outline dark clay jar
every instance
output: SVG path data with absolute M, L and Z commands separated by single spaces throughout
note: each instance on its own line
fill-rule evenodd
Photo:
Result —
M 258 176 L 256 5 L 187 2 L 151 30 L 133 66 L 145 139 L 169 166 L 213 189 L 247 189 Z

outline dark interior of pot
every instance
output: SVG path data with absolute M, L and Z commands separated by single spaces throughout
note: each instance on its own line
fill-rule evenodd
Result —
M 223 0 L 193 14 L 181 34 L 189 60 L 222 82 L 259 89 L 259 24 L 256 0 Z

+ + + + + + +

- [EXERCISE DESCRIPTION] Can you output all of the rows above again, line for line, with nothing changed?

- [RESULT OF THE TASK]
outline dark clay jar
every instance
output: SVG path data with absolute M, L and Z commands separated by single spaces throughout
note: each instance on its own line
fill-rule evenodd
Photo:
Result —
M 258 176 L 256 5 L 187 2 L 151 30 L 133 66 L 145 139 L 169 166 L 213 189 L 247 189 Z

outline dark interior of pot
every instance
output: SVG path data with absolute M, L and Z commands separated by single spaces throughout
note: each instance on its own line
fill-rule evenodd
Result —
M 223 0 L 193 14 L 181 34 L 189 60 L 222 82 L 259 89 L 259 24 L 256 0 Z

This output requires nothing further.